- **Supplied material**

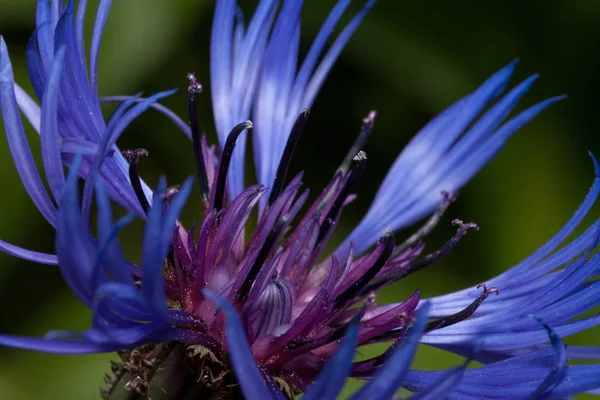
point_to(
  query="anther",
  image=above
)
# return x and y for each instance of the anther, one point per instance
(262, 256)
(445, 249)
(463, 314)
(359, 162)
(133, 156)
(358, 287)
(359, 143)
(193, 89)
(219, 195)
(286, 158)
(431, 223)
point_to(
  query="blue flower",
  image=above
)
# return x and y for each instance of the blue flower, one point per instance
(267, 308)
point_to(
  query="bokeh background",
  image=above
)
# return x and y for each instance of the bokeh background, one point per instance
(409, 60)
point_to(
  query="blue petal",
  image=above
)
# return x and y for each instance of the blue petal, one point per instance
(76, 253)
(183, 126)
(17, 142)
(29, 255)
(157, 239)
(443, 157)
(101, 16)
(442, 386)
(556, 376)
(50, 139)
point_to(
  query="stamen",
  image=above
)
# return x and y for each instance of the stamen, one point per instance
(464, 314)
(361, 283)
(193, 90)
(275, 306)
(359, 163)
(132, 156)
(225, 161)
(264, 252)
(427, 260)
(431, 223)
(360, 141)
(286, 158)
(441, 253)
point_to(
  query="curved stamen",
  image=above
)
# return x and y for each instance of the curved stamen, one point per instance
(428, 226)
(133, 156)
(463, 314)
(193, 90)
(441, 253)
(359, 163)
(264, 252)
(427, 260)
(360, 141)
(286, 158)
(362, 282)
(225, 161)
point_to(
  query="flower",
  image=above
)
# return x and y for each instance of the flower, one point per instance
(266, 312)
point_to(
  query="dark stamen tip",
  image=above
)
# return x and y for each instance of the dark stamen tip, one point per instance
(464, 227)
(170, 192)
(360, 156)
(448, 197)
(132, 156)
(369, 120)
(195, 87)
(286, 157)
(219, 194)
(486, 292)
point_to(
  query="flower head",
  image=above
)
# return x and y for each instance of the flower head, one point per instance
(268, 309)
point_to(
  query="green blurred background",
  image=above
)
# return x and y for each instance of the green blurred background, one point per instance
(409, 60)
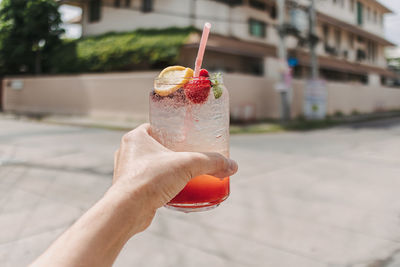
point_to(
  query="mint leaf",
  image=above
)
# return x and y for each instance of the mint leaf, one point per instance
(216, 81)
(217, 90)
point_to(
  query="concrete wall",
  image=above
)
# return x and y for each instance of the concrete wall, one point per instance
(125, 96)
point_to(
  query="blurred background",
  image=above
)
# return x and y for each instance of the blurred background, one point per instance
(315, 109)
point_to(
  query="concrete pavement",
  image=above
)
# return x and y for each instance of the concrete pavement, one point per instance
(301, 199)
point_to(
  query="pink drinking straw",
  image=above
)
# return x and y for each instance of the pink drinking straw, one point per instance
(199, 59)
(202, 47)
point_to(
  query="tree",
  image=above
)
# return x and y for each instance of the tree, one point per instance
(29, 31)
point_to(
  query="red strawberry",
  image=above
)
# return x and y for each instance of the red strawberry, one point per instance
(197, 90)
(204, 73)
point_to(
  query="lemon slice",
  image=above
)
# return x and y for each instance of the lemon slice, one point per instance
(171, 79)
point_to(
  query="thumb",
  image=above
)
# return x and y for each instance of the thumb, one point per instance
(211, 163)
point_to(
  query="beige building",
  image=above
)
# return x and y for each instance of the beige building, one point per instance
(244, 36)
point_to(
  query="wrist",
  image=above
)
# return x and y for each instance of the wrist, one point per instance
(133, 207)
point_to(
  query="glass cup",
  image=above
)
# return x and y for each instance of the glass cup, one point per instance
(181, 125)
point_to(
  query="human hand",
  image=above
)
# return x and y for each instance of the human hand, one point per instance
(144, 167)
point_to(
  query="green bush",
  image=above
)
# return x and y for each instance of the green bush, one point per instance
(136, 50)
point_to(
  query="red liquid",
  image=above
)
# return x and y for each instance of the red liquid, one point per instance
(202, 191)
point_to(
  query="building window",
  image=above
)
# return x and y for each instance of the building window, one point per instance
(257, 5)
(94, 10)
(147, 5)
(371, 51)
(351, 40)
(257, 28)
(338, 38)
(231, 2)
(325, 32)
(359, 13)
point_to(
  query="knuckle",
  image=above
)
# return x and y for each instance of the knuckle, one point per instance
(127, 138)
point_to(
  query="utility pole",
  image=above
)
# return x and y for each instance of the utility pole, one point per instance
(313, 42)
(285, 109)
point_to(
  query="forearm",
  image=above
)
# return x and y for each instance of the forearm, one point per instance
(99, 235)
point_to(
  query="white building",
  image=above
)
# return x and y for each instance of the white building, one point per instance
(244, 36)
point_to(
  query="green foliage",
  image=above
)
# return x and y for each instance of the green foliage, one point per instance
(140, 49)
(29, 31)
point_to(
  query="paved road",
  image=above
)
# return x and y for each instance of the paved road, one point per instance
(322, 198)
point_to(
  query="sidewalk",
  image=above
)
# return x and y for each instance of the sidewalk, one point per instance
(326, 198)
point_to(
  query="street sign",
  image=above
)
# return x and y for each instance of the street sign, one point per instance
(315, 99)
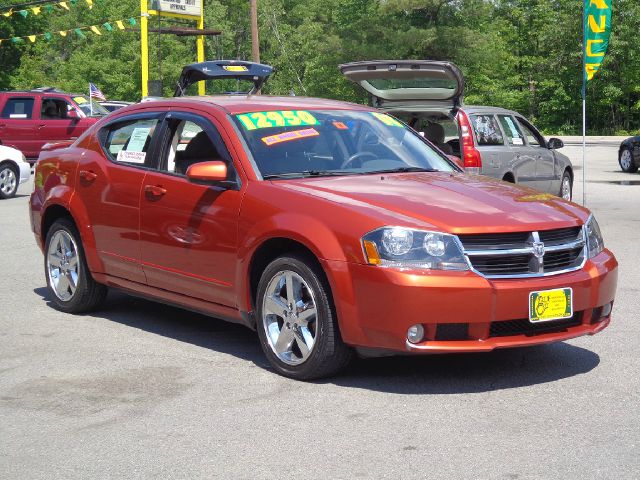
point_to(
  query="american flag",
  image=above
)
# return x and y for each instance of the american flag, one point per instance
(94, 92)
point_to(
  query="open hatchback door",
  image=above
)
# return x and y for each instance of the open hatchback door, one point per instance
(393, 83)
(255, 73)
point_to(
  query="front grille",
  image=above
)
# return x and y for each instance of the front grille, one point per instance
(523, 326)
(496, 255)
(452, 331)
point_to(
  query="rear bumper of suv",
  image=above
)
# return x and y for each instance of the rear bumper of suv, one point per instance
(463, 311)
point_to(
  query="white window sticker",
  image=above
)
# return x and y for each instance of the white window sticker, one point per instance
(138, 139)
(131, 157)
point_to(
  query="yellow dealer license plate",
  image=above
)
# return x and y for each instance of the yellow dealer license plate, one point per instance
(549, 305)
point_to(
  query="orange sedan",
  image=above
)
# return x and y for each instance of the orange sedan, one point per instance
(330, 228)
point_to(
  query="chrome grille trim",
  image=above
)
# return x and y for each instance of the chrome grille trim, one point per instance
(485, 261)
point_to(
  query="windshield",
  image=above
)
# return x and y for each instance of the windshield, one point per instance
(87, 108)
(334, 142)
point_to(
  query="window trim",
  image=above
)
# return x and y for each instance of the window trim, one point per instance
(214, 136)
(151, 160)
(19, 97)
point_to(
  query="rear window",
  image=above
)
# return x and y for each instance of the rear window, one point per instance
(19, 108)
(487, 130)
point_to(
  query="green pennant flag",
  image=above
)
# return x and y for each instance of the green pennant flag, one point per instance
(597, 28)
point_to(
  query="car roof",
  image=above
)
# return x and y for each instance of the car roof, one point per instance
(476, 109)
(255, 103)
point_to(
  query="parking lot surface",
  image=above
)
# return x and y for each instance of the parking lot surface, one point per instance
(142, 390)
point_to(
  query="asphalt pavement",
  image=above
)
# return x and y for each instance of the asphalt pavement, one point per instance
(142, 390)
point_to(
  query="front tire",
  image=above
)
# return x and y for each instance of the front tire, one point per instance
(72, 288)
(297, 323)
(626, 161)
(9, 177)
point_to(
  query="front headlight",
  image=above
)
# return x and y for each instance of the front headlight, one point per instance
(399, 247)
(595, 244)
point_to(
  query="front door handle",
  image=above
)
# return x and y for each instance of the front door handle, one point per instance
(155, 190)
(88, 175)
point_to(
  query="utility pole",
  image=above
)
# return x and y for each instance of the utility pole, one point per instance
(255, 45)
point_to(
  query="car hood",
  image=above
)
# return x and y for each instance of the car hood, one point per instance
(450, 202)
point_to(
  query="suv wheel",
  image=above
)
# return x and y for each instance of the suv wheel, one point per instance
(297, 322)
(625, 159)
(72, 287)
(8, 180)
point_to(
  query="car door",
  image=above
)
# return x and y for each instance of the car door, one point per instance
(110, 178)
(18, 124)
(188, 231)
(519, 158)
(59, 120)
(490, 143)
(546, 178)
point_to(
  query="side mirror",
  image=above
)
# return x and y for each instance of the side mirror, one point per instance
(555, 143)
(212, 172)
(457, 160)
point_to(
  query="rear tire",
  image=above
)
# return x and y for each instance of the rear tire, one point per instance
(9, 179)
(72, 288)
(296, 320)
(626, 161)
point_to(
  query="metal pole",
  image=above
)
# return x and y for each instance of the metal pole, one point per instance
(255, 44)
(584, 151)
(144, 47)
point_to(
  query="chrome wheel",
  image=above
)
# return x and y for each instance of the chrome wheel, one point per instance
(289, 317)
(62, 265)
(8, 181)
(565, 189)
(626, 161)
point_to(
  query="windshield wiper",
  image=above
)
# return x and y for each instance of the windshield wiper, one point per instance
(307, 173)
(401, 170)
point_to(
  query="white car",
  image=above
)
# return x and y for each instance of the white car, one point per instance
(14, 170)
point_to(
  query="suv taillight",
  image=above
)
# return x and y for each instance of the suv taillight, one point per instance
(470, 154)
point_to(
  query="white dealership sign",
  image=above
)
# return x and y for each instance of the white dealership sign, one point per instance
(185, 7)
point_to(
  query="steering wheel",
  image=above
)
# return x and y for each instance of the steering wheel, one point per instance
(358, 156)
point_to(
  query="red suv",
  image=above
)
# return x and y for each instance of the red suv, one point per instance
(30, 119)
(326, 226)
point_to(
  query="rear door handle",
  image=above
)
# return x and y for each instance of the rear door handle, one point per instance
(88, 175)
(155, 190)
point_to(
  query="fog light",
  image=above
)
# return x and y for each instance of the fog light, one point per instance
(415, 333)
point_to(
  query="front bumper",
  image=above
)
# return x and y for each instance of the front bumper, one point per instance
(463, 311)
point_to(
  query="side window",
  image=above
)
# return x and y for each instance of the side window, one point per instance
(533, 137)
(21, 108)
(128, 142)
(54, 109)
(511, 130)
(487, 130)
(191, 144)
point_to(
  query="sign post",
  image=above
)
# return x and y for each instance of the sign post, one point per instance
(183, 9)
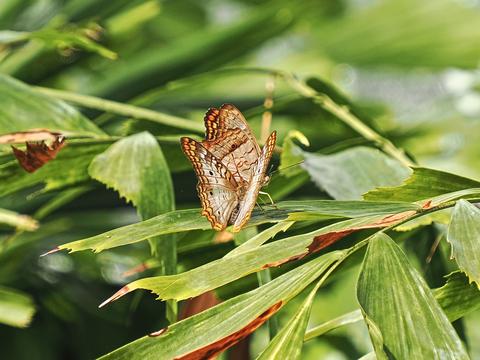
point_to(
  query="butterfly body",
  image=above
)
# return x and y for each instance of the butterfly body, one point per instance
(230, 166)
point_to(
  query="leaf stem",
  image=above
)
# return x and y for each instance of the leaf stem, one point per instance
(265, 276)
(128, 110)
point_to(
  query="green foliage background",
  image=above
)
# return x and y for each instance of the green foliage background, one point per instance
(365, 92)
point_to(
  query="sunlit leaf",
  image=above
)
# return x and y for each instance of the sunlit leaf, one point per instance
(229, 268)
(229, 320)
(287, 344)
(464, 236)
(192, 54)
(185, 220)
(22, 108)
(458, 297)
(16, 308)
(424, 183)
(349, 174)
(346, 319)
(261, 238)
(135, 167)
(439, 34)
(402, 315)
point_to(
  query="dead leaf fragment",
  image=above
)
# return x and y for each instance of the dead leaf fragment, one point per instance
(29, 136)
(38, 154)
(212, 350)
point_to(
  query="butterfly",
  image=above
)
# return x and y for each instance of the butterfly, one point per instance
(230, 167)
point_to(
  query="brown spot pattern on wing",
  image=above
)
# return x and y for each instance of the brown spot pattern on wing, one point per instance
(212, 128)
(216, 185)
(210, 351)
(251, 192)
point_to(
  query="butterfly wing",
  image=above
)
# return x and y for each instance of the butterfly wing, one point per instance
(247, 203)
(216, 186)
(229, 139)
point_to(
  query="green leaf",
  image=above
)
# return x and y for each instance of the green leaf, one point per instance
(71, 38)
(192, 54)
(458, 297)
(21, 222)
(349, 318)
(464, 236)
(289, 341)
(261, 238)
(136, 168)
(16, 308)
(349, 174)
(226, 318)
(440, 34)
(186, 220)
(404, 319)
(424, 183)
(292, 155)
(229, 268)
(22, 108)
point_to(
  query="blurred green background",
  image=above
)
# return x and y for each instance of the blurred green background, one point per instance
(411, 68)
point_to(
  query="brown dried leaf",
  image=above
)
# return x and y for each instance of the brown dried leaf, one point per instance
(38, 154)
(211, 350)
(28, 136)
(322, 241)
(198, 304)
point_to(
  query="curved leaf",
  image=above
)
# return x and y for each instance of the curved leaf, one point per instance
(404, 319)
(186, 220)
(229, 268)
(136, 168)
(464, 236)
(347, 175)
(289, 341)
(229, 320)
(458, 297)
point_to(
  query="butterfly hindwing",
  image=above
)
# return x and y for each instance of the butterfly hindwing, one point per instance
(230, 139)
(249, 199)
(216, 186)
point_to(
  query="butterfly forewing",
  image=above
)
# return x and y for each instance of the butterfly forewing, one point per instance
(247, 202)
(216, 186)
(235, 150)
(230, 139)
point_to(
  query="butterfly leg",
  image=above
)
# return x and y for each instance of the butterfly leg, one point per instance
(269, 197)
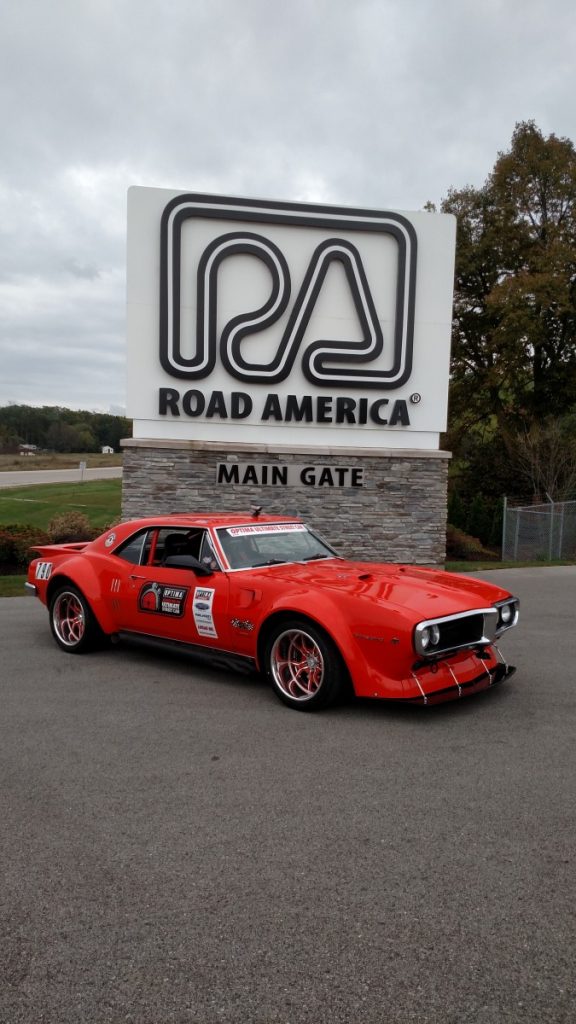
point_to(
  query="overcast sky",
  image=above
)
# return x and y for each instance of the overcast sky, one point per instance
(384, 103)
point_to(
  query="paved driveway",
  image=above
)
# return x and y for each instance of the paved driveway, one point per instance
(178, 847)
(25, 478)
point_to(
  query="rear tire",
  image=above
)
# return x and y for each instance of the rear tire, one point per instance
(72, 622)
(303, 666)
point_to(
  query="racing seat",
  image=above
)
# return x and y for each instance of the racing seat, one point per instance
(175, 544)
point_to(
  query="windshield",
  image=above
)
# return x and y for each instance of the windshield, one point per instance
(272, 544)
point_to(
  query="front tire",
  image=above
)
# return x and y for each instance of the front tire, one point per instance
(72, 622)
(303, 666)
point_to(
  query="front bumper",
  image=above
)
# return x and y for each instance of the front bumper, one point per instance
(457, 677)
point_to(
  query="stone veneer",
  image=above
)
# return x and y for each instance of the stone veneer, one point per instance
(398, 515)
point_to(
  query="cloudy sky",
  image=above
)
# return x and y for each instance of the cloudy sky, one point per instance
(384, 103)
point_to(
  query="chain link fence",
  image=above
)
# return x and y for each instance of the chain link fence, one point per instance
(533, 532)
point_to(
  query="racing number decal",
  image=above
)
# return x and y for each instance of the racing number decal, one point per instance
(43, 570)
(202, 610)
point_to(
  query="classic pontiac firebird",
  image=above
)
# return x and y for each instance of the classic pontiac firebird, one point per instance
(266, 592)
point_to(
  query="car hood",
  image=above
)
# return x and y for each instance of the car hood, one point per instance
(426, 593)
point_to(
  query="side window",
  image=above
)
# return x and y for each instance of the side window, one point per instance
(177, 542)
(135, 549)
(208, 555)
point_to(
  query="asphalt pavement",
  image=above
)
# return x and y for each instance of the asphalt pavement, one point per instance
(25, 477)
(177, 846)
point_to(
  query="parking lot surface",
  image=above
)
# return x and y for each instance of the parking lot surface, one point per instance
(176, 846)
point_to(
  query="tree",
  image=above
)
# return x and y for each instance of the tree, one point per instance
(513, 356)
(544, 456)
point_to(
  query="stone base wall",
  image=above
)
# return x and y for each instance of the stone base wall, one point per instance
(398, 515)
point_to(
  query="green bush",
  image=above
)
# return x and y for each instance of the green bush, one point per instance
(460, 546)
(15, 542)
(69, 526)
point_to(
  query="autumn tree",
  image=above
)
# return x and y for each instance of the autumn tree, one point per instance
(513, 347)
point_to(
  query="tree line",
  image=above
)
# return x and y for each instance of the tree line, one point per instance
(57, 429)
(512, 389)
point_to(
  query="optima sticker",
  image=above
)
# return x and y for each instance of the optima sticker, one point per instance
(43, 570)
(202, 610)
(271, 527)
(163, 600)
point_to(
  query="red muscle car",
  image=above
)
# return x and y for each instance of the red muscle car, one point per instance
(268, 593)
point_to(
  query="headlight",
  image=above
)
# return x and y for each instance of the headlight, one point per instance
(429, 637)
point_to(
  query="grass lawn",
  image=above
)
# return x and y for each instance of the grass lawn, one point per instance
(57, 460)
(37, 504)
(12, 587)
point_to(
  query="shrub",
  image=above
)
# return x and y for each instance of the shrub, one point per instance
(69, 526)
(15, 542)
(462, 546)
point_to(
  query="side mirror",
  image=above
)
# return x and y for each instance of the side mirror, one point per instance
(187, 562)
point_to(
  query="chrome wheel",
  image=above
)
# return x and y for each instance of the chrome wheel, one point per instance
(296, 664)
(69, 619)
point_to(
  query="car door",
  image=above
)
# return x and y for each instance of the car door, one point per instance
(168, 601)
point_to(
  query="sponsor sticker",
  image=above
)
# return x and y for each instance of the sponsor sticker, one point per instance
(202, 610)
(162, 599)
(43, 570)
(269, 527)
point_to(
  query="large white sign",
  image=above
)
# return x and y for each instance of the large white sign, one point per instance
(287, 323)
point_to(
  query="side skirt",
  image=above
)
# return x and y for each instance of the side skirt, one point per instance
(217, 658)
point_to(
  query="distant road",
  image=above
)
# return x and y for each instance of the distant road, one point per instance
(24, 477)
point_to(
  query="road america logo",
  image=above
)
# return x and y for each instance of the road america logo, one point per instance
(341, 237)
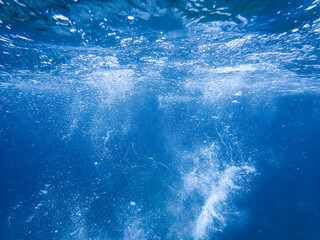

- **Task goal**
Count how many lines in the rows above contain the string "grille", treating uppercase and lowercase as different, and give only that number.

- **Result below**
4